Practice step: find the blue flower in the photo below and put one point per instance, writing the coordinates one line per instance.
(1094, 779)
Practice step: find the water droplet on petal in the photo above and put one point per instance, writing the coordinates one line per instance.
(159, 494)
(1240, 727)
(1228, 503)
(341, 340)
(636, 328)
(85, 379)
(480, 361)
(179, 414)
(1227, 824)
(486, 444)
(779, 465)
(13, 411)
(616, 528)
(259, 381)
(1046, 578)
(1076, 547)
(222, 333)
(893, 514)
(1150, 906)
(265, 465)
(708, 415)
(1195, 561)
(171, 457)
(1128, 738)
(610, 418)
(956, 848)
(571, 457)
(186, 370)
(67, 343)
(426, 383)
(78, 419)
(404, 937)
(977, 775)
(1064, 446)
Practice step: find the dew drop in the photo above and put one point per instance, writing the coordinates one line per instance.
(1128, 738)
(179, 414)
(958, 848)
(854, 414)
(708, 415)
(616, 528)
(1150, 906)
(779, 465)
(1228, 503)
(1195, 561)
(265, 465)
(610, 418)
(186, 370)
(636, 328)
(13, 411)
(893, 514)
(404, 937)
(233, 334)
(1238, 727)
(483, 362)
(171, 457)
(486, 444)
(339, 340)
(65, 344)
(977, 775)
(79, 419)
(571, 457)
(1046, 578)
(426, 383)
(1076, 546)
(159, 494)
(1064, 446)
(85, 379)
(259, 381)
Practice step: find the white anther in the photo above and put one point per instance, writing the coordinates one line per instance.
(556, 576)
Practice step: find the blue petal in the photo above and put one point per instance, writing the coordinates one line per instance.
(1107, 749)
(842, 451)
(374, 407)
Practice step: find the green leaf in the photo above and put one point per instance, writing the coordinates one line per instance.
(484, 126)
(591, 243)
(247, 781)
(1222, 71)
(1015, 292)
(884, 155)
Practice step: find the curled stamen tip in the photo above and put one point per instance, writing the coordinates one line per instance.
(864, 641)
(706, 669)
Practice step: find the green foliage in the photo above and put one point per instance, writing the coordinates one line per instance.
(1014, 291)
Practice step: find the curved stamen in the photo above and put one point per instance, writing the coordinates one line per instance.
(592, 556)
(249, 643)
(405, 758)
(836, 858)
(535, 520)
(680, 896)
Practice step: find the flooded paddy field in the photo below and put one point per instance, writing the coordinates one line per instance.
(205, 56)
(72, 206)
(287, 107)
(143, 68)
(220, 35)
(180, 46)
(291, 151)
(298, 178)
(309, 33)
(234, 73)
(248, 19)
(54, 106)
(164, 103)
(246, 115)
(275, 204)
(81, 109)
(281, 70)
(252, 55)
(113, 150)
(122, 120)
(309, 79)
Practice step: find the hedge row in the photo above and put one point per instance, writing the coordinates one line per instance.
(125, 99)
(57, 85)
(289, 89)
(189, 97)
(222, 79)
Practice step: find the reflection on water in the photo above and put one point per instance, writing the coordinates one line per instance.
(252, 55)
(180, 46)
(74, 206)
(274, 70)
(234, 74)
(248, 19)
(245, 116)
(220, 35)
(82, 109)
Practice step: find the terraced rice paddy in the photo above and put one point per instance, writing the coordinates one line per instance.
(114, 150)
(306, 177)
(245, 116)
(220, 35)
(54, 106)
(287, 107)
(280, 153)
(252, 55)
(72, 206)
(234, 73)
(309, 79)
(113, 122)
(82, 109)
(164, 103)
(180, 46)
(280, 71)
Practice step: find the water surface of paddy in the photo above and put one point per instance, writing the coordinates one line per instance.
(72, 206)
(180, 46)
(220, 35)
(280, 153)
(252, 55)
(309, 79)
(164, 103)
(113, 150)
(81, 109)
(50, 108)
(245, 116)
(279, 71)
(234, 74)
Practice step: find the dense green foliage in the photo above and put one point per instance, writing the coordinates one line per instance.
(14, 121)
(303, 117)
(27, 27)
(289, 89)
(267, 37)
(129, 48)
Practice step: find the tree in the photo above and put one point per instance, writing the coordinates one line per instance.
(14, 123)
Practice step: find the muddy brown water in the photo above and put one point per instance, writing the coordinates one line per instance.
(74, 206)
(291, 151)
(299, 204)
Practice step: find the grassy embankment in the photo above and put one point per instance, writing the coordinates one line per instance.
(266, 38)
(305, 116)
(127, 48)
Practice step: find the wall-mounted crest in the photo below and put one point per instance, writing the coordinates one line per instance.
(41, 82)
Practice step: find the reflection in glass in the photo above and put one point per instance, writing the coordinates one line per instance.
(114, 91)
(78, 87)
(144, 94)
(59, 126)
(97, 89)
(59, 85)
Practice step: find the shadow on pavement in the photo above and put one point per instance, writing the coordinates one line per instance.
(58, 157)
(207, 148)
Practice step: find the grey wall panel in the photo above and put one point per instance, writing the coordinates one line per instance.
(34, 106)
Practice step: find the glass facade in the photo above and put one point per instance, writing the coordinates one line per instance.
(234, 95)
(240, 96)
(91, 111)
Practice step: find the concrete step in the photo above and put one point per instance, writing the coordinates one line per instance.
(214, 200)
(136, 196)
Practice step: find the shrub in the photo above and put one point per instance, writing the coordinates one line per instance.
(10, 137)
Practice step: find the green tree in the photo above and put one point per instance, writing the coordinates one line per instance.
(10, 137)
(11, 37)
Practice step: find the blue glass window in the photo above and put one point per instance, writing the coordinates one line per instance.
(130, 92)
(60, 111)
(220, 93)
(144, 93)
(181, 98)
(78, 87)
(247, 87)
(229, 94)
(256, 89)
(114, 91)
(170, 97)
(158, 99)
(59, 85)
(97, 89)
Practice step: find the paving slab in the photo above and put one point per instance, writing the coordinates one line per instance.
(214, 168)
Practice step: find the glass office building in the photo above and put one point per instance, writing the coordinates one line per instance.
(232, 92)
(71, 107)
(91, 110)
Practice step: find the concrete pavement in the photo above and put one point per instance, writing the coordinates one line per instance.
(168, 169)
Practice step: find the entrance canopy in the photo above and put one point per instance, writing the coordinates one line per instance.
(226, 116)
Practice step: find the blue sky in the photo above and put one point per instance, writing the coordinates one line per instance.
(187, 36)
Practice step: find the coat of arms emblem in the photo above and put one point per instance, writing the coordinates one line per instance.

WHAT IS REQUIRED
Rewrite every one of the records above as a numbered list, one line per item and with any blank lines dropped.

RESULT
1. Practice step: find the blue flower in the photo below and put one point per instance, writing the coordinates one line per instance.
2. (1094, 779)
3. Practice step: find the water droplet on petal in the photo above and put one point per instance, writing the coordinates one line per instance.
4. (159, 494)
5. (1240, 727)
6. (1228, 503)
7. (341, 340)
8. (636, 328)
9. (85, 379)
10. (480, 361)
11. (179, 414)
12. (1227, 824)
13. (486, 444)
14. (779, 465)
15. (13, 411)
16. (616, 528)
17. (259, 381)
18. (1046, 578)
19. (1076, 547)
20. (222, 333)
21. (893, 514)
22. (1150, 906)
23. (265, 465)
24. (708, 415)
25. (1195, 561)
26. (171, 457)
27. (1128, 738)
28. (610, 418)
29. (956, 848)
30. (571, 457)
31. (186, 370)
32. (67, 343)
33. (426, 383)
34. (78, 419)
35. (404, 937)
36. (977, 775)
37. (1064, 446)
38. Practice step: find the dew drop in the photo above and put one point per instance, writing the coordinates one line per instance.
39. (1128, 738)
40. (179, 414)
41. (958, 848)
42. (854, 414)
43. (708, 415)
44. (616, 528)
45. (1150, 906)
46. (779, 465)
47. (1228, 503)
48. (1195, 561)
49. (265, 465)
50. (610, 418)
51. (186, 370)
52. (636, 328)
53. (13, 411)
54. (893, 514)
55. (404, 937)
56. (233, 334)
57. (1238, 727)
58. (483, 362)
59. (171, 457)
60. (486, 444)
61. (339, 340)
62. (65, 344)
63. (977, 775)
64. (79, 419)
65. (571, 457)
66. (1046, 578)
67. (426, 383)
68. (1076, 546)
69. (159, 494)
70. (1064, 446)
71. (85, 379)
72. (259, 381)
73. Practice step: find the white anther in the photo above and put one point per instance, writing the coordinates one line per instance.
74. (556, 576)
75. Practice step: find the blue petal in the photo above and put one point per instance, writing the coordinates one line per instance.
76. (1107, 749)
77. (842, 451)
78. (374, 407)
79. Practice step: find the green leaf in the photo above and put one point per instance, writing the coordinates one line per instance.
80. (484, 126)
81. (591, 243)
82. (247, 781)
83. (1222, 71)
84. (1015, 292)
85. (884, 155)
86. Practice step: find the curled stamen tip in the photo above and put one point per instance, writing the coordinates one line per instance.
87. (864, 641)
88. (706, 669)
89. Practice step: find the green foliage in the photo above and put one point per instance, writing the coordinates one line per instance.
90. (1014, 291)
91. Practice step: find the curved stamen in the photo above and put one point per instance, writing the coordinates one line per instance.
92. (592, 556)
93. (249, 643)
94. (405, 758)
95. (836, 858)
96. (535, 520)
97. (680, 896)
98. Practice step: find the flooded paddy field in the photo below and put one point per instance, writing the coordinates one line per instance.
99. (205, 56)
100. (72, 206)
101. (287, 107)
102. (143, 68)
103. (220, 35)
104. (180, 46)
105. (291, 151)
106. (298, 178)
107. (309, 33)
108. (234, 73)
109. (248, 19)
110. (54, 106)
111. (164, 103)
112. (246, 115)
113. (275, 204)
114. (81, 109)
115. (281, 70)
116. (252, 55)
117. (113, 150)
118. (122, 120)
119. (309, 79)
120. Practice step: find the hedge row in the photo above and put one point per instance, writing the coordinates one line per instance.
121. (125, 99)
122. (57, 85)
123. (289, 89)
124. (189, 97)
125. (222, 79)
126. Practice step: find the reflection on water in the photo above and put one point per instance, writing the coordinates one line per instance.
127. (252, 55)
128. (180, 46)
129. (74, 206)
130. (274, 70)
131. (234, 74)
132. (248, 19)
133. (245, 116)
134. (220, 35)
135. (82, 109)
136. Practice step: find the terraced rice paddy in the photo above and put one point per instance, writing the coordinates one line per instance.
137. (114, 150)
138. (306, 177)
139. (245, 116)
140. (220, 35)
141. (54, 106)
142. (287, 107)
143. (280, 153)
144. (252, 55)
145. (72, 206)
146. (234, 73)
147. (309, 79)
148. (113, 122)
149. (82, 109)
150. (164, 103)
151. (180, 46)
152. (280, 71)
153. Practice step: find the water surface of paddy in the photo above and put one point per instance, writing the coordinates one line per instance.
154. (72, 206)
155. (180, 46)
156. (220, 35)
157. (280, 153)
158. (252, 55)
159. (309, 79)
160. (164, 103)
161. (113, 150)
162. (81, 109)
163. (50, 108)
164. (245, 116)
165. (279, 71)
166. (234, 74)
167. Practice step: find the dense green foliage in the photo above and put one point per instance, writing the coordinates one line per instance.
168. (14, 121)
169. (303, 117)
170. (27, 27)
171. (289, 89)
172. (267, 37)
173. (129, 48)
174. Practice step: find the tree in the photo above and put one point per instance, writing the coordinates one line per instance.
175. (14, 123)
176. Practice step: find the muddy brown water in the photo above and put one point per instance, writing the coordinates one line per instance.
177. (74, 206)
178. (291, 151)
179. (299, 204)
180. Practice step: find the grassy embankment in the photo above and put one point per instance, writing the coordinates one line per instance.
181. (266, 38)
182. (305, 116)
183. (127, 48)
184. Practice step: find the wall-mounted crest in the photo below and put one point per instance, writing the coordinates one line per instance.
185. (41, 82)
186. Practice step: find the reflection in glass in the photo above and put one point per instance, writing the coordinates one line per instance.
187. (114, 91)
188. (78, 87)
189. (144, 94)
190. (59, 126)
191. (97, 89)
192. (59, 85)
193. Practice step: find the shadow on pavement in the photo above and put one point per instance, writing the coordinates one line per instance.
194. (58, 157)
195. (207, 148)
196. Practice step: find the grey wall panel in the photo above and put one point per instance, writing the coordinates one line per instance.
197. (34, 106)
198. Practice step: find the glass facade in the photo above and put one point per instance, writing the coordinates one line per instance.
199. (234, 95)
200. (240, 96)
201. (91, 111)
202. Practice step: find the concrete step in the photo above and put one point per instance, writing the coordinates one line per instance.
203. (214, 200)
204. (136, 196)
205. Practice step: find the shrub in the photo above and put one point per instance, writing the coordinates one line per instance.
206. (10, 137)
207. Practice step: find the green tree in the photo above and put one point per instance, writing the coordinates one line per instance.
208. (10, 137)
209. (11, 37)
210. Practice step: find the blue glass window in the photo above and put one point per instance, writing the coordinates one line per instance.
211. (130, 92)
212. (60, 111)
213. (220, 93)
214. (144, 93)
215. (181, 98)
216. (78, 87)
217. (247, 87)
218. (229, 94)
219. (256, 89)
220. (114, 91)
221. (170, 97)
222. (158, 99)
223. (59, 85)
224. (97, 89)
225. Practice step: find the paving slab in the photo above and put one point per instance, writing the coordinates one line per instance.
226. (214, 168)
227. Practice step: find the glass office building in the photo above and put one point per instance, writing the coordinates one line per instance.
228. (232, 92)
229. (71, 107)
230. (91, 110)
231. Practice step: find the concrete pavement in the photo above and put one point per instance, writing the coordinates one line per instance.
232. (168, 169)
233. Practice step: find the entrance canopy in the photo above and put one point per instance, writing the coordinates one line per instance.
234. (226, 116)
235. Practice step: find the blue sky in the photo above and put one point per instance, writing the coordinates one line per instance.
236. (187, 36)
237. Practice step: find the coat of arms emblem in the photo above and put one point per instance, writing the coordinates one line per instance.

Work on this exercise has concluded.